DOCUMENT EXTRACT.
The end of the urban boom?

The past decade's population growth in Minneapolis, St. Paul and big cities across the U.S. was driven by young adult millennials flocking to newly built apartments and condos. Because the generation is one of the largest, its shifts have had a more seismic effect.

Multifamily development was quicker to rebound from the Great Recession, outpacing the development of single-family homes for several years. Moves to the suburbs, typical for young adults of previous generations, were postponed.

Now as more millennials age and become homeowners, growth has dissipated from the center cities to suburbs, said Susan Brower, Minnesota's state demographer.

"That was something that started happening before the pandemic," she said. "Minneapolis and St. Paul are very much in line with what's happening nationally."

International immigration also dropped off during Donald Trump's presidency and the pandemic, a trend that had a bigger impact on the center cities that new immigrants have historically favored, Brower said.

She emphasized that the suburbs are not now seeing the levels of growth the urban core experienced past decade.

"We're seeing dampened growth all around," Brower said.

But the growth that is happening is more concentrated in the suburbs.

While Dayton's 40% growth rate is the fastest in the metro between 2020 and 2023, neighboring Corcoran saw its population increase by nearly a third, according to the Met Council. Lexington in the northern suburbs and Lake Elmo to the east each grew by about a quarter.

While these suburbs have relatively small populations, their growth rates are faster than the metro core. Overall, the seven-county Twin Cities metro area grew about 2%.

Growth in these suburbs coincides with accelerated residential construction. For example, of all the new construction permits for single-family housing and townhouses since 1970, more than 30% in Dayton and in Corcoran have been issued since 2020. That percentage was about 25% in Lake Elmo and about 12% in Lakeville — all far above the 6% regional rate.

Demographic headwinds vs. housing

Schroeder said it's important to realize that the Met Council's figures are estimates.

There are still uncertainties about how the pandemic affected the 2020 Census, the starting point for the estimates. Fast-moving housing trends can also take a while to capture since the Met Council relies on five-year averages in data.

Many questions remain about how further social shifts could shape population trends. William Frey, a demographer for Brookings Metro, said in a recent article that the future of remote work, new immigrant waves and the preferences of younger generations could all have impacts.

(Natural-language object grounding data)
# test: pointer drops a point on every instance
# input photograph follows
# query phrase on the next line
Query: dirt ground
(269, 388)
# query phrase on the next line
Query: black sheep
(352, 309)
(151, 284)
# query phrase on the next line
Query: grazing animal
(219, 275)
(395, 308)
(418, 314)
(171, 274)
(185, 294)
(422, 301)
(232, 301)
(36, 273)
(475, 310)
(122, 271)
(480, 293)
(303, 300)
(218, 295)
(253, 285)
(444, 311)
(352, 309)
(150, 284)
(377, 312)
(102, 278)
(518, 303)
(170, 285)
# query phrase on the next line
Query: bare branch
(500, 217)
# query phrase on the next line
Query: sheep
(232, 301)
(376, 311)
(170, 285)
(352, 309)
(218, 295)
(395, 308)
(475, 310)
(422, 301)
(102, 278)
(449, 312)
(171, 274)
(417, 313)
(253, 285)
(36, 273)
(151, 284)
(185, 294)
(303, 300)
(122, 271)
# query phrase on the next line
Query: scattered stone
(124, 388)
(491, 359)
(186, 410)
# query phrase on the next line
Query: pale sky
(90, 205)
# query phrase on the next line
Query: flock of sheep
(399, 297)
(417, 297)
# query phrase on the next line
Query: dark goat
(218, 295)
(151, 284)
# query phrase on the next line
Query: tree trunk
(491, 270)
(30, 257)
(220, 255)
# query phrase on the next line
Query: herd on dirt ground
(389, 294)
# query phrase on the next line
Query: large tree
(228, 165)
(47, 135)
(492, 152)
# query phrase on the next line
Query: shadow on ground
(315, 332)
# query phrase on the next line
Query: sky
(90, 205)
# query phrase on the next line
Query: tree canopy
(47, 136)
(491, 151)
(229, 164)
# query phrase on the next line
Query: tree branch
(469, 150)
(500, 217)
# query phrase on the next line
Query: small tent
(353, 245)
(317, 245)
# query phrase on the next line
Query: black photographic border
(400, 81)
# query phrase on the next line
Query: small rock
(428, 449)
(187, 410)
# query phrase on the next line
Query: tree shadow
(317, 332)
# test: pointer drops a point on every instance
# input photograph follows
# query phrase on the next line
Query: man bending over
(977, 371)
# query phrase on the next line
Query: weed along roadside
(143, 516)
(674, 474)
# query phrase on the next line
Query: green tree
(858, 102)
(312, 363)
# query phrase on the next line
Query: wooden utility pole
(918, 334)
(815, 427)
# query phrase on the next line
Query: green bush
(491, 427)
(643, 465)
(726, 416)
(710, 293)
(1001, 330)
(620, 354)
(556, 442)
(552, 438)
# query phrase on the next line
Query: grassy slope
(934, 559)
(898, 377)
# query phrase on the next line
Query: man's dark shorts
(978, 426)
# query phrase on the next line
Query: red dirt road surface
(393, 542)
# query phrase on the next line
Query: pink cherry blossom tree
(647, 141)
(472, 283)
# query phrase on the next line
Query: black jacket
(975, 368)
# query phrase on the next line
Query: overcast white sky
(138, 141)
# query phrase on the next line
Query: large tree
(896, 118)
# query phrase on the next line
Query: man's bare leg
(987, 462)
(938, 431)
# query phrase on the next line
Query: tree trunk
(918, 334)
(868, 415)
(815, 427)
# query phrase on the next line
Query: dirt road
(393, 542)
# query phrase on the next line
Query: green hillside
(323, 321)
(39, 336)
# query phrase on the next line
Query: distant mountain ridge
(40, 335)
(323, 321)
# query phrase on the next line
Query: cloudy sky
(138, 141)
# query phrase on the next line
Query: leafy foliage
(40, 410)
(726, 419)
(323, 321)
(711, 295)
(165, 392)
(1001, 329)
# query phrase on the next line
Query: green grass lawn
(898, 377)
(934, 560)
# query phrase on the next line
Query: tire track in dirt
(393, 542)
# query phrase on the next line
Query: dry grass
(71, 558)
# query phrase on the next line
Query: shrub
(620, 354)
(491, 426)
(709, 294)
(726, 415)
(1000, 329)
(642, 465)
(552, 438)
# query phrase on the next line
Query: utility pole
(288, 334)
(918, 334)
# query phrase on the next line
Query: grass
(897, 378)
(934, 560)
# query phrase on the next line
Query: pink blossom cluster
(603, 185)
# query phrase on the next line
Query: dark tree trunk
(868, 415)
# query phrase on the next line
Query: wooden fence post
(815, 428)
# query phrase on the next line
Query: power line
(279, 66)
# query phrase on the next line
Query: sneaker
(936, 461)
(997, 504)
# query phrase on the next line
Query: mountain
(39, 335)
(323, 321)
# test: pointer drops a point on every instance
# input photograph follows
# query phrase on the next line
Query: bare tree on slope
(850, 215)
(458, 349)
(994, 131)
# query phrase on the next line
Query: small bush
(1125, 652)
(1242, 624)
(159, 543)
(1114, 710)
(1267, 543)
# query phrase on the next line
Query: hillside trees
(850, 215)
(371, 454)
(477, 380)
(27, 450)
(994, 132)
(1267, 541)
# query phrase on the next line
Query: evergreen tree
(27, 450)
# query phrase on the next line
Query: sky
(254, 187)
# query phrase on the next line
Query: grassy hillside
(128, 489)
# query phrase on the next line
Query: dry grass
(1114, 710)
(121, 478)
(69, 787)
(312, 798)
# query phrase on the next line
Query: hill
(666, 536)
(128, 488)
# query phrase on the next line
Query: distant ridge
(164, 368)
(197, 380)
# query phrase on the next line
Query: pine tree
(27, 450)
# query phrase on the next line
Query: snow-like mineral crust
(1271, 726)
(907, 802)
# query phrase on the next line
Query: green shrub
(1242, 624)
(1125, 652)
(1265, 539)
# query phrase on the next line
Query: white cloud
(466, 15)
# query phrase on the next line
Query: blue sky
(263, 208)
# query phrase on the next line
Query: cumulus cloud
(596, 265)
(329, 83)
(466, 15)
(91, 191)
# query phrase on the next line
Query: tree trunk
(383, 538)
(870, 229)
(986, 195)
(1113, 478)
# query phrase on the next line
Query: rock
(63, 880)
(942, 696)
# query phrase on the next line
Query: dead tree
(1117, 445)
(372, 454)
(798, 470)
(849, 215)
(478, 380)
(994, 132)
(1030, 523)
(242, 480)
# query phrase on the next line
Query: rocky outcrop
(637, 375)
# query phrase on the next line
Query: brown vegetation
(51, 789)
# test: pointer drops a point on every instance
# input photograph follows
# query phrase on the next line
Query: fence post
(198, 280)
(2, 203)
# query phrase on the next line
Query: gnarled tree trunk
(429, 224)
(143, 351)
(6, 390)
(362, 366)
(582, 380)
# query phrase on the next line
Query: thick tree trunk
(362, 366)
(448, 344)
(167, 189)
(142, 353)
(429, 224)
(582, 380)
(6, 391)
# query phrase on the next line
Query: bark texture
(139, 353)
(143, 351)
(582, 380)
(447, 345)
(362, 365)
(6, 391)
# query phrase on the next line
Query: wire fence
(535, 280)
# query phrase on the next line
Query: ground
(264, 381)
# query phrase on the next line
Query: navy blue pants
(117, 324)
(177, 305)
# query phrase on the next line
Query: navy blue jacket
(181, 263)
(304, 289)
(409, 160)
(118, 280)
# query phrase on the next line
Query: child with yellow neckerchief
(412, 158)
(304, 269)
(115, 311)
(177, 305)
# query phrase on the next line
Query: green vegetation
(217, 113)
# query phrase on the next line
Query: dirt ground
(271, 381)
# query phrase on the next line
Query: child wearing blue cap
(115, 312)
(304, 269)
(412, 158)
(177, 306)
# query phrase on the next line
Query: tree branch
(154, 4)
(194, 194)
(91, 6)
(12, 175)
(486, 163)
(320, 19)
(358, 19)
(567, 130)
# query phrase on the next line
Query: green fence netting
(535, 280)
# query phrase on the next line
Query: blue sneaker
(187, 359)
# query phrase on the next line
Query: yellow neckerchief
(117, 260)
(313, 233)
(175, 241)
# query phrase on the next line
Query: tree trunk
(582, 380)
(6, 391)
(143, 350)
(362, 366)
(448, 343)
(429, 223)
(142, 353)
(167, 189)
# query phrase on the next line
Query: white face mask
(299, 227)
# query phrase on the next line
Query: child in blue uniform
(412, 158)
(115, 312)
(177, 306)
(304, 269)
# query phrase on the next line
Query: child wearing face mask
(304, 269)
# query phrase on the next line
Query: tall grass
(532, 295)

WORK TASK. Return everything in the urban boom text from "Now as more" down to "experienced past decade.", copied word for word. The entries have no role in any of this work.

EXERCISE OUTPUT.
Now as more millennials age and become homeowners, growth has dissipated from the center cities to suburbs, said Susan Brower, Minnesota's state demographer.

"That was something that started happening before the pandemic," she said. "Minneapolis and St. Paul are very much in line with what's happening nationally."

International immigration also dropped off during Donald Trump's presidency and the pandemic, a trend that had a bigger impact on the center cities that new immigrants have historically favored, Brower said.

She emphasized that the suburbs are not now seeing the levels of growth the urban core experienced past decade.